* [GOAL OF THE EXERCISE]:
Copy out everything from the line containing "negative clicks: (314, 232) (317, 253)" down to the end of the data, renaming "rough mask" to "coarse mask" and leaving all else unchanged.

——————————

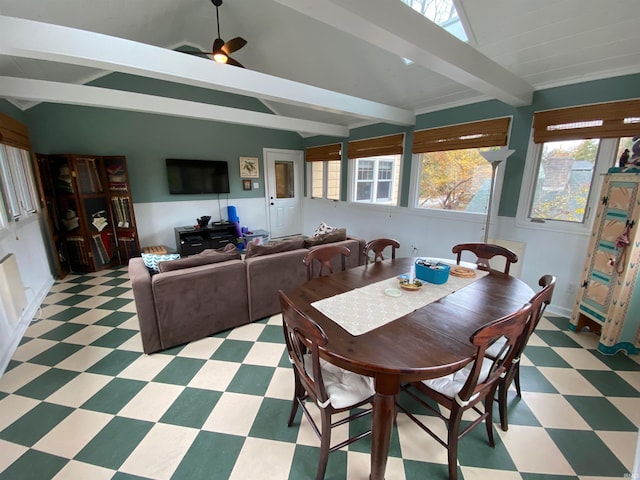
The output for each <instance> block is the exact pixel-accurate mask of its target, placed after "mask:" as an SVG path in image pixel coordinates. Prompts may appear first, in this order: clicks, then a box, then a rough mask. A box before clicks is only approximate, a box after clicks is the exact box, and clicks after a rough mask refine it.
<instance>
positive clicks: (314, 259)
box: [302, 244, 351, 280]
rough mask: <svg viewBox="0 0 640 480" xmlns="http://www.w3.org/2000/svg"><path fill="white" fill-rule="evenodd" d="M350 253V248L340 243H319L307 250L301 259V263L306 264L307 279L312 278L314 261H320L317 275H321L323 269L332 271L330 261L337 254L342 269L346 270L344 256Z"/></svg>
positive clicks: (331, 265) (309, 279)
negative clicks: (315, 245) (301, 259)
mask: <svg viewBox="0 0 640 480" xmlns="http://www.w3.org/2000/svg"><path fill="white" fill-rule="evenodd" d="M350 254H351V250H349V249H348V248H347V247H344V246H342V245H331V244H328V245H320V246H318V247H315V248H313V249H311V250H309V253H307V254H306V255H305V256H304V258H303V259H302V261H303V263H304V264H305V265H306V266H307V280H311V279H312V278H314V268H313V266H314V264H315V263H316V262H318V263H320V270H319V271H318V276H319V277H321V276H322V272H323V271H325V269H326V271H327V272H328V273H329V274H331V273H333V267H332V265H331V261H332V260H333V258H334V257H337V256H338V255H339V256H340V258H341V265H342V270H346V268H347V263H346V258H347V257H348V256H349V255H350Z"/></svg>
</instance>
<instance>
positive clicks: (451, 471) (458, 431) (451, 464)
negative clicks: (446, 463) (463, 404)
mask: <svg viewBox="0 0 640 480" xmlns="http://www.w3.org/2000/svg"><path fill="white" fill-rule="evenodd" d="M461 421H462V410H461V409H460V408H457V407H456V408H454V409H453V410H452V411H451V417H450V418H449V425H448V434H447V460H448V463H449V480H457V479H458V438H459V433H460V423H461Z"/></svg>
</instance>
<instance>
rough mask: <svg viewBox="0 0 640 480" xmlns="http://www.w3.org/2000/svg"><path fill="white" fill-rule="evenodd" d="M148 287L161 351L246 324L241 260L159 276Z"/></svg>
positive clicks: (247, 308)
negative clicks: (149, 293) (154, 303)
mask: <svg viewBox="0 0 640 480" xmlns="http://www.w3.org/2000/svg"><path fill="white" fill-rule="evenodd" d="M151 284H152V289H153V297H154V302H155V308H156V315H157V323H158V332H159V335H160V339H161V343H162V348H163V349H166V348H171V347H174V346H176V345H182V344H184V343H188V342H192V341H194V340H199V339H201V338H204V337H207V336H209V335H211V334H214V333H217V332H220V331H222V330H227V329H229V328H233V327H237V326H240V325H244V324H245V323H249V306H248V302H247V274H246V270H245V265H244V262H243V261H242V260H227V261H224V262H220V263H211V264H207V265H200V266H197V267H191V268H183V269H180V270H173V271H170V272H165V273H159V274H157V275H154V276H153V280H152V282H151Z"/></svg>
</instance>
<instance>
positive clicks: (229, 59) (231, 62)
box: [227, 57, 244, 68]
mask: <svg viewBox="0 0 640 480" xmlns="http://www.w3.org/2000/svg"><path fill="white" fill-rule="evenodd" d="M227 65H233V66H234V67H240V68H244V65H242V64H241V63H240V62H238V61H237V60H234V59H233V58H231V57H228V59H227Z"/></svg>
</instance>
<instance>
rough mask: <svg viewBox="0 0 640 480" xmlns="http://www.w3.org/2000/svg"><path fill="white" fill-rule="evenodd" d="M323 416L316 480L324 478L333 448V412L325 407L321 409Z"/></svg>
mask: <svg viewBox="0 0 640 480" xmlns="http://www.w3.org/2000/svg"><path fill="white" fill-rule="evenodd" d="M320 415H321V417H322V430H321V432H322V433H321V437H320V459H319V460H318V473H316V480H323V479H324V474H325V472H326V470H327V461H328V460H329V449H330V448H331V414H329V413H328V412H327V411H326V410H325V409H320Z"/></svg>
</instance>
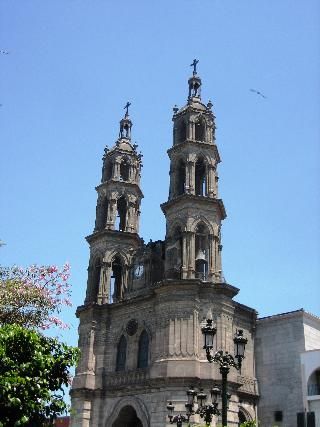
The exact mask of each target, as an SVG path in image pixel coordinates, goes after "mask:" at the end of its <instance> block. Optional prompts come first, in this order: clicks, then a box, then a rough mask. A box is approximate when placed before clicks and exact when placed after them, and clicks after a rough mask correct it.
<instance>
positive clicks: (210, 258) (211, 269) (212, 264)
mask: <svg viewBox="0 0 320 427" xmlns="http://www.w3.org/2000/svg"><path fill="white" fill-rule="evenodd" d="M208 239H209V260H208V261H209V262H208V269H209V271H208V273H209V277H208V278H209V280H212V279H213V277H214V271H215V244H214V236H213V235H212V234H209V236H208Z"/></svg>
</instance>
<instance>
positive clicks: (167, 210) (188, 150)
mask: <svg viewBox="0 0 320 427" xmlns="http://www.w3.org/2000/svg"><path fill="white" fill-rule="evenodd" d="M191 65H192V66H193V67H194V70H193V75H192V76H191V77H190V78H189V80H188V86H189V95H188V101H187V104H186V105H185V106H184V107H182V108H180V109H178V107H175V108H174V109H173V118H172V120H173V146H172V147H171V148H170V149H169V150H168V155H169V158H170V189H169V200H168V201H167V202H166V203H163V204H162V206H161V207H162V210H163V212H164V214H165V216H166V223H167V227H166V265H165V270H166V276H167V278H172V279H177V278H180V279H194V278H197V279H201V280H203V281H208V282H219V281H221V278H222V273H221V270H222V268H221V248H222V246H221V241H220V227H221V221H222V220H223V219H224V218H225V217H226V212H225V208H224V205H223V202H222V200H221V199H220V198H219V196H218V174H217V165H218V163H219V162H220V156H219V152H218V148H217V146H216V144H215V116H214V114H213V112H212V103H211V101H208V103H207V104H204V103H203V101H202V99H201V78H200V77H199V76H198V74H197V70H196V67H197V61H196V60H194V62H193V64H191Z"/></svg>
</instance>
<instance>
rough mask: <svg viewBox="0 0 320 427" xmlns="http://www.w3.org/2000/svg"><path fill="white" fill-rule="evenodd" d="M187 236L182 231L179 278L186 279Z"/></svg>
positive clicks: (186, 267)
mask: <svg viewBox="0 0 320 427" xmlns="http://www.w3.org/2000/svg"><path fill="white" fill-rule="evenodd" d="M187 238H188V235H187V233H186V232H184V233H182V248H181V250H182V253H181V258H182V259H181V261H182V267H181V278H182V279H186V278H187V274H188V268H187Z"/></svg>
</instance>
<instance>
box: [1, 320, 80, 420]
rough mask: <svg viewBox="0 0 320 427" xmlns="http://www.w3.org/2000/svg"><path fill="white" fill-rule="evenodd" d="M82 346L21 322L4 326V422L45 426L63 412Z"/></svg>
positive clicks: (3, 382) (1, 339) (1, 343)
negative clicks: (79, 348)
mask: <svg viewBox="0 0 320 427" xmlns="http://www.w3.org/2000/svg"><path fill="white" fill-rule="evenodd" d="M77 358H78V349H76V348H73V347H70V346H67V345H65V344H62V343H59V342H58V340H57V339H55V338H48V337H45V336H43V335H42V334H40V333H38V332H37V331H34V330H31V329H26V328H24V327H22V326H19V325H6V326H3V327H2V328H0V414H1V415H0V426H1V427H4V426H24V425H28V426H42V425H43V423H44V422H45V420H47V419H48V418H49V419H50V418H53V417H54V416H56V415H59V414H62V413H63V412H64V411H65V410H66V408H67V405H66V403H65V402H64V401H63V394H64V393H63V386H68V384H69V381H70V373H69V369H70V367H72V366H73V365H75V364H76V362H77Z"/></svg>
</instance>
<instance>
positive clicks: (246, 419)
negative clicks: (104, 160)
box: [238, 409, 248, 427]
mask: <svg viewBox="0 0 320 427" xmlns="http://www.w3.org/2000/svg"><path fill="white" fill-rule="evenodd" d="M246 421H248V420H247V417H246V416H245V414H244V413H243V412H242V410H241V409H239V424H238V426H239V427H240V426H241V424H242V423H245V422H246Z"/></svg>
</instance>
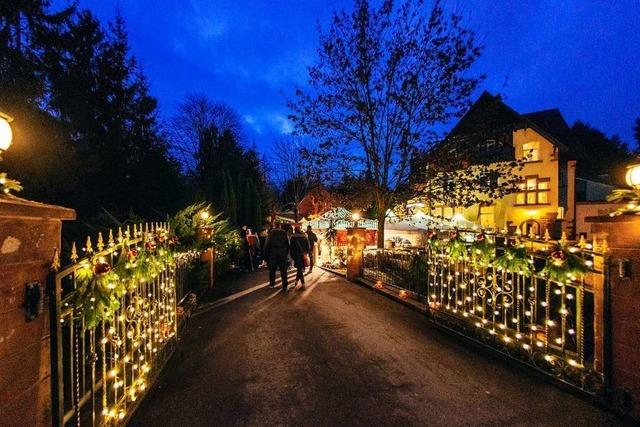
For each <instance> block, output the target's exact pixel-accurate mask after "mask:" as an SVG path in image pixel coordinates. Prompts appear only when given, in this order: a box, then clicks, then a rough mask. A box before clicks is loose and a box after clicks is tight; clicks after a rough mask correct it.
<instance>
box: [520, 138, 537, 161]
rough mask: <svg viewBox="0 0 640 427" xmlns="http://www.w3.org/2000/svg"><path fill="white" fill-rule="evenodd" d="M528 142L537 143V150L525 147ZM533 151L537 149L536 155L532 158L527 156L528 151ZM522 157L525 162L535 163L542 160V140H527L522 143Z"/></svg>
mask: <svg viewBox="0 0 640 427" xmlns="http://www.w3.org/2000/svg"><path fill="white" fill-rule="evenodd" d="M528 144H535V146H536V148H535V150H532V149H530V150H526V149H525V148H524V147H525V146H526V145H528ZM528 151H529V152H531V151H535V153H536V156H535V157H534V156H532V157H531V158H530V159H529V158H527V152H528ZM522 159H523V161H524V162H525V163H534V162H541V161H542V158H541V157H540V141H527V142H525V143H523V144H522Z"/></svg>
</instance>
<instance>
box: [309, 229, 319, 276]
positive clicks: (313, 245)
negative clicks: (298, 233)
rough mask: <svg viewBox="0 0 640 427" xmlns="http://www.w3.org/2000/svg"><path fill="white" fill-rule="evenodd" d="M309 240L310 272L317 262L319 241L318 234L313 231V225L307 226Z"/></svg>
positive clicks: (309, 266) (310, 272)
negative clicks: (314, 232) (317, 253)
mask: <svg viewBox="0 0 640 427" xmlns="http://www.w3.org/2000/svg"><path fill="white" fill-rule="evenodd" d="M307 240H309V273H311V272H312V271H313V266H314V265H315V263H316V252H315V249H316V244H317V243H318V236H316V233H314V232H313V228H311V226H310V225H309V226H307Z"/></svg>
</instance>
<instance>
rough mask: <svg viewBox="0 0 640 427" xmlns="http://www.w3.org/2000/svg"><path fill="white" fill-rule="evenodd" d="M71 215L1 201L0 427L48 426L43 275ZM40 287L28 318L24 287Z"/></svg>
mask: <svg viewBox="0 0 640 427" xmlns="http://www.w3.org/2000/svg"><path fill="white" fill-rule="evenodd" d="M74 218H75V212H74V211H73V210H70V209H64V208H60V207H56V206H49V205H44V204H40V203H35V202H29V201H26V200H22V199H17V198H0V414H1V417H2V419H1V421H0V423H1V424H3V425H30V426H34V425H35V426H41V425H51V381H50V379H51V359H50V339H49V329H50V326H49V323H50V316H49V310H48V300H47V298H46V295H47V289H46V285H47V275H48V272H49V266H50V262H51V259H52V256H53V254H54V252H55V250H56V248H59V247H60V233H61V221H62V220H63V219H74ZM33 282H36V283H39V284H40V286H41V287H42V289H43V295H44V296H45V301H44V305H43V307H44V311H43V312H42V313H41V314H40V315H39V316H37V317H36V318H35V319H33V320H30V321H29V320H27V317H26V311H25V308H24V303H25V293H26V285H27V283H33Z"/></svg>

——————————

* [SOLUTION FOR THIS PROBLEM]:
negative clicks: (314, 232) (317, 253)
mask: <svg viewBox="0 0 640 427" xmlns="http://www.w3.org/2000/svg"><path fill="white" fill-rule="evenodd" d="M307 240H309V273H311V272H312V271H313V266H314V265H315V263H316V252H315V249H316V244H317V243H318V236H316V233H314V232H313V228H311V226H310V225H309V226H307Z"/></svg>
</instance>
<instance>
coarse mask: <svg viewBox="0 0 640 427" xmlns="http://www.w3.org/2000/svg"><path fill="white" fill-rule="evenodd" d="M71 215L1 201L0 427L48 426L43 275ZM40 287L28 318L24 287Z"/></svg>
mask: <svg viewBox="0 0 640 427" xmlns="http://www.w3.org/2000/svg"><path fill="white" fill-rule="evenodd" d="M74 218H75V212H74V211H73V210H70V209H64V208H60V207H56V206H49V205H44V204H40V203H35V202H29V201H26V200H22V199H17V198H0V414H1V417H2V419H1V421H0V423H1V424H3V425H30V426H34V425H35V426H41V425H51V381H50V379H51V359H50V339H49V329H50V326H49V323H50V316H49V310H48V300H47V298H46V295H47V289H46V285H47V275H48V272H49V266H50V262H51V259H52V256H53V254H54V252H55V250H56V248H59V247H60V233H61V221H62V220H63V219H74ZM33 282H36V283H39V284H40V286H41V287H42V289H43V295H44V296H45V301H44V305H43V307H44V311H43V312H42V313H41V314H40V315H39V316H37V317H36V318H35V319H33V320H30V321H29V320H27V317H26V311H25V308H24V303H25V293H26V285H27V283H33Z"/></svg>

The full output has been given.